Command-line Usage¶
The command-line tools are the primary way to use fast-carpenter and friends at this point.
All of the FAST commands provide built-in help by providing the --help
option.
fast_curator
¶
The fast-curator package handles the description of the input datasets. These are saved as YAML files, which contain a dictionary that lists the different datasets, the list of files for each dataset, and additional meta-data.
You can build these files semi-automatically by using the fast_curator
command.
This can be called once per dataset and given a wildcarded expression for the input files of this dataset, which it will then expand, build some simple summary meta-data (number of events, number of files, etc) and write this to an output YAML file.
If the output file already exists, and is a valid fast-curator description, the new information will be appended to the existing file.
Input ROOT files can also be stored on xrootd servers, with a file-path specified by the root://
protocol.
You can also provide wild-cards for such files, but make sure to check that you pick all files that you expect; wildcarded searches on xrootd directories can depend on permissions, access rights, storage mirroring and so on.
For an in-depth description of the dataset description files, see the fast-curator pages.
$ fast_curator --help
usage: fast_curator [-h] -d DATASET [-o OUTPUT] [--mc] [--data] [-t TREE_NAME]
[-u USER] [-q QUERY_TYPE] [--no-empty-files]
[--allow-missing-tree]
[--ignore-inaccessible IGNORE_INACCESSIBLE] [-p PREFIX]
[--no-defaults-in-output] [--version] [-m META]
[files [files ...]]
positional arguments:
files
optional arguments:
-h, --help show this help message and exit
-d DATASET, --dataset DATASET
Which dataset to associate these files to
-o OUTPUT, --output OUTPUT
Name of output file list
--mc Specify if this dataset contains simulated data
--data Specify if this dataset contains real data
-t TREE_NAME, --tree-name TREE_NAME
Provide the name of the tree in the input files to
calculate number of events, etc
-u USER, --user USER Add a user function to extend the dataset dictionary,
eg. my_package.my_module.some_function
-q QUERY_TYPE, --query-type QUERY_TYPE
How to interpret file arguments to this command.

**MATERIAL**.
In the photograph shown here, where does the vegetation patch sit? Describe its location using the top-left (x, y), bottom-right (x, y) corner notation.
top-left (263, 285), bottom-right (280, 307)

**JOB**. Please reproduce, word for word, the part of the command-line usage page that opens with the words containing "You can build" and closes with "the fast-curator pages.".

**SOLUTION FOR THIS TASK**.
You can build these files semi-automatically by using the fast_curator
command.
This can be called once per dataset and given a wildcarded expression for the input files of this dataset, which it will then expand, build some simple summary meta-data (number of events, number of files, etc) and write this to an output YAML file.
If the output file already exists, and is a valid fast-curator description, the new information will be appended to the existing file.
Input ROOT files can also be stored on xrootd servers, with a file-path specified by the root://
protocol.
You can also provide wild-cards for such files, but make sure to check that you pick all files that you expect; wildcarded searches on xrootd directories can depend on permissions, access rights, storage mirroring and so on.
For an in-depth description of the dataset description files, see the fast-curator pages.